Job 1.
From the passage on spiritual discernment, extract word for word the section that begins at "Paul’s admonitions to" and stops after "(2 Corinthians 11:3-4).".
Job 2.
Write a continuation of the passage on spiritual discernment, picking up after its final sentence.

Extract to read.
☆ ☆ ☆ ☆ ☆ ☆ ☆

The charge of schism in such cases is particularly appalling when it is made by men who profess to adhere to the Westminster Standards, for the Westminster Confession contains a notable statement on liberty of conscience that utterly dispels these authoritarian notions:
God alone is Lord of the conscience, and has left it free from the doctrines and commandments of men, which are, in any thing, contrary to His Word; or beside it, in matters of faith, or worship. So that, to believe such doctrines, or to obey such commands, out of conscience, is to betray true liberty of conscience: and the requiring of an implicit faith, and an absolute and blind obedience, is to destroy liberty of conscience, and reason also [Chapter 20, section 2].
In speaking of the need for individual discernment, we are not denying the collective or corporate dimension of spiritual discernment. Indeed, we hold that congregational discernment is a reflection of the spiritual state of the members as a whole. Individual discernment and congregational discernment are interrelated.
In his epistle to the Galatians, the Apostle Paul solemnly charges the churches, warning them: “But though we, or an angel from Heaven, preach any other gospel unto you than that which we have preached unto you, let him be accursed. As we said before, so say I now again, If any man preach any other gospel unto you than that you have received, let him be accursed” (Galatians 1:8-9).
Paul’s admonitions to the Corinthians strike a similar vein. A problem existed in Corinth because the congregation demonstrated a shocking lack of discernment in its willingness to tolerate the purveyors of false doctrine. Paul flatly states the problem: “I fear, lest by any means, as the serpent beguiled Eve through his subtlety, so your minds should be corrupted from the simplicity that is in Christ. For if he that comes preaches another Jesus, whom we have not preached, or if you receive another spirit, which you have not received, or another gospel, which you have not accepted, you might well bear with him” (2 Corinthians 11:3-4).
How does Paul respond to this negligence of the Corinthians? He exhorts them further: “Examine yourselves, whether you be in the faith; prove your own selves” (2 Corinthians 13:5). In other words, the failure of the Corinthians to act in a discerning manner was a reason to question their commitment to the Christian faith – individually and collectively. In a pastoral way, Paul probes the legitimacy of their profession of faith; and, by extension, their collective standing as a Christian church is also being probed. After all, if the primary mark of a church is its commitment to the Gospel, and an assembly abandons that commitment, it is no longer “the church of the living God, the pillar and ground of the truth” (1 Timothy 3:15). Congregations that give place to doctrinal deviation run the risk of being disowned as churches of Christ – of having their candlestick removed (Revelation 2:5).

☆ ☆ ☆ ☆ ☆ ☆ ☆

(Collected data entries)
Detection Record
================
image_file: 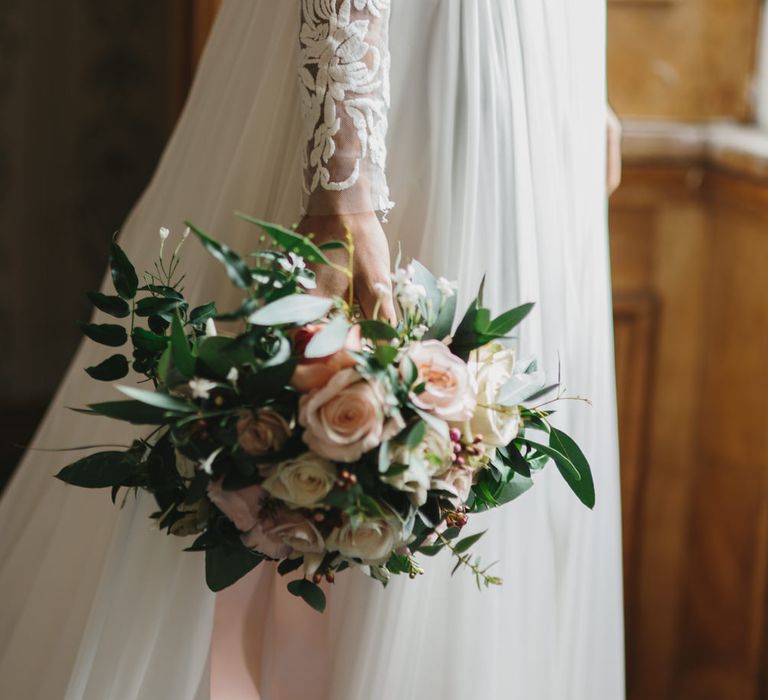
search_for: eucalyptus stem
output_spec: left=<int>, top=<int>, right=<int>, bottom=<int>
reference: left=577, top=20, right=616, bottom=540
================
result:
left=437, top=534, right=503, bottom=588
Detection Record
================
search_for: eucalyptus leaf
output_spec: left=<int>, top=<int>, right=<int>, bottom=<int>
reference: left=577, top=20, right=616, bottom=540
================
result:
left=205, top=540, right=264, bottom=593
left=109, top=238, right=139, bottom=299
left=185, top=221, right=253, bottom=289
left=237, top=212, right=330, bottom=265
left=56, top=452, right=139, bottom=489
left=248, top=294, right=333, bottom=326
left=79, top=323, right=128, bottom=348
left=131, top=328, right=169, bottom=352
left=86, top=292, right=131, bottom=318
left=288, top=578, right=325, bottom=612
left=85, top=355, right=128, bottom=382
left=116, top=385, right=197, bottom=413
left=488, top=304, right=535, bottom=336
left=171, top=315, right=195, bottom=379
left=549, top=428, right=595, bottom=509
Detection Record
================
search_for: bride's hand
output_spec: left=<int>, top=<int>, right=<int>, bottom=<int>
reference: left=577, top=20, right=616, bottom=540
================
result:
left=298, top=212, right=395, bottom=320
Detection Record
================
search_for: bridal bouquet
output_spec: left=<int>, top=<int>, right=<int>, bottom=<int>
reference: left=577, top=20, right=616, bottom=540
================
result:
left=58, top=217, right=594, bottom=610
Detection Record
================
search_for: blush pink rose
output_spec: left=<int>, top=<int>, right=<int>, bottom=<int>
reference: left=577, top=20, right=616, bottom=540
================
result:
left=208, top=479, right=266, bottom=532
left=242, top=511, right=325, bottom=559
left=237, top=408, right=291, bottom=457
left=400, top=340, right=477, bottom=422
left=299, top=369, right=404, bottom=462
left=291, top=324, right=363, bottom=394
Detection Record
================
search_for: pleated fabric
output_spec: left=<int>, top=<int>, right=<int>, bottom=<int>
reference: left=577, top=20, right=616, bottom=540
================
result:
left=0, top=0, right=624, bottom=700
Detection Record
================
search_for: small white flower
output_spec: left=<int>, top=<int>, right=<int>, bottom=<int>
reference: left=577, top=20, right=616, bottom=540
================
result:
left=395, top=282, right=427, bottom=311
left=437, top=277, right=458, bottom=299
left=200, top=447, right=224, bottom=475
left=189, top=379, right=216, bottom=399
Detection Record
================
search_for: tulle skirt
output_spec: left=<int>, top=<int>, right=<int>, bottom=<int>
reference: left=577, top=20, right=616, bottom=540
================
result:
left=0, top=0, right=624, bottom=700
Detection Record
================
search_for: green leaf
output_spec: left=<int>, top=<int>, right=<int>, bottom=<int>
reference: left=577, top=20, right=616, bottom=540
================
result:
left=85, top=355, right=128, bottom=382
left=277, top=557, right=304, bottom=576
left=74, top=401, right=176, bottom=425
left=288, top=578, right=325, bottom=612
left=373, top=345, right=397, bottom=367
left=79, top=323, right=128, bottom=348
left=411, top=260, right=456, bottom=340
left=304, top=315, right=350, bottom=359
left=131, top=328, right=169, bottom=352
left=358, top=320, right=398, bottom=340
left=56, top=452, right=139, bottom=489
left=549, top=428, right=595, bottom=508
left=117, top=386, right=197, bottom=413
left=236, top=212, right=330, bottom=265
left=171, top=314, right=195, bottom=379
left=136, top=297, right=186, bottom=317
left=185, top=221, right=252, bottom=289
left=86, top=292, right=131, bottom=318
left=109, top=238, right=139, bottom=299
left=453, top=530, right=488, bottom=554
left=248, top=294, right=333, bottom=326
left=488, top=304, right=535, bottom=336
left=205, top=540, right=264, bottom=593
left=189, top=301, right=216, bottom=326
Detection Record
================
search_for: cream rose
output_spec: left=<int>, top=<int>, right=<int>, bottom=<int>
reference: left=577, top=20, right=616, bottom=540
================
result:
left=208, top=479, right=265, bottom=532
left=469, top=343, right=521, bottom=447
left=299, top=369, right=403, bottom=462
left=326, top=518, right=402, bottom=564
left=237, top=408, right=291, bottom=457
left=382, top=428, right=453, bottom=506
left=431, top=467, right=473, bottom=507
left=242, top=511, right=325, bottom=559
left=262, top=452, right=336, bottom=508
left=400, top=340, right=477, bottom=421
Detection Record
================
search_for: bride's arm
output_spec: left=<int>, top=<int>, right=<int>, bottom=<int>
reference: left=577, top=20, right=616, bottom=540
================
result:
left=292, top=0, right=393, bottom=313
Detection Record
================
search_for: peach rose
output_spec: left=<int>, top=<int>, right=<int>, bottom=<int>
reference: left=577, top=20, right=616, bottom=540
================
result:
left=208, top=479, right=266, bottom=532
left=327, top=518, right=403, bottom=564
left=400, top=340, right=477, bottom=421
left=291, top=324, right=363, bottom=394
left=242, top=511, right=325, bottom=559
left=237, top=408, right=291, bottom=457
left=299, top=369, right=403, bottom=462
left=263, top=452, right=336, bottom=508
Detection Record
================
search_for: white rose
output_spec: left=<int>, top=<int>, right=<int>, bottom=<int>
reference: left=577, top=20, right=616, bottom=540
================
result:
left=326, top=518, right=403, bottom=565
left=262, top=452, right=336, bottom=508
left=469, top=343, right=521, bottom=447
left=432, top=467, right=473, bottom=507
left=382, top=428, right=453, bottom=506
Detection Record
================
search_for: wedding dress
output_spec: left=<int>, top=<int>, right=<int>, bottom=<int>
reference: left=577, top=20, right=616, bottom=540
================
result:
left=0, top=0, right=624, bottom=700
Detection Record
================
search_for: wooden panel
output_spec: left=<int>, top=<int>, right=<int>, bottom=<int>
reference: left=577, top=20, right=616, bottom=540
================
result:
left=608, top=0, right=761, bottom=120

☆ ☆ ☆ ☆ ☆ ☆ ☆

Exercise answer 1.
Paul’s admonitions to the Corinthians strike a similar vein. A problem existed in Corinth because the congregation demonstrated a shocking lack of discernment in its willingness to tolerate the purveyors of false doctrine. Paul flatly states the problem: “I fear, lest by any means, as the serpent beguiled Eve through his subtlety, so your minds should be corrupted from the simplicity that is in Christ. For if he that comes preaches another Jesus, whom we have not preached, or if you receive another spirit, which you have not received, or another gospel, which you have not accepted, you might well bear with him” (2 Corinthians 11:3-4).

Exercise answer 2.
Paul’s rebuke of the Corinthians underscores a corollary principle. The false teachers were not the only ones guilty of sin; the Corinthian members were also culpable, because they empowered the counterfeit leaders by tolerating them. The Apostle John strikes a similar theme when he writes,“If there come any unto you, and bring not this doctrine, receive him not into your house, neither bid him God speed: for he that bids him God speed is partaker of his evil deeds” (2 John 10-11). If it is a sin to aid and abet such pretenders, then church members (both individually and collectively) are responsible to exercise discernment, and to act upon their findings. It is simply untrue to assert that it is not the place of ordinary church members to assess their elders.32
We have been examining contemporary errors regarding important ecclesiastical issues: the nature of the church, the nature of the ministry, ecclesiastical authority, and church membership. We have focused upon the abusive tendencies of those we have styled Imperious Presbyterians. We might also have referred to them as Authoritarian Presbyterians, given their preoccupation with control over ordinary church members, and their abuse of ecclesiastical authority.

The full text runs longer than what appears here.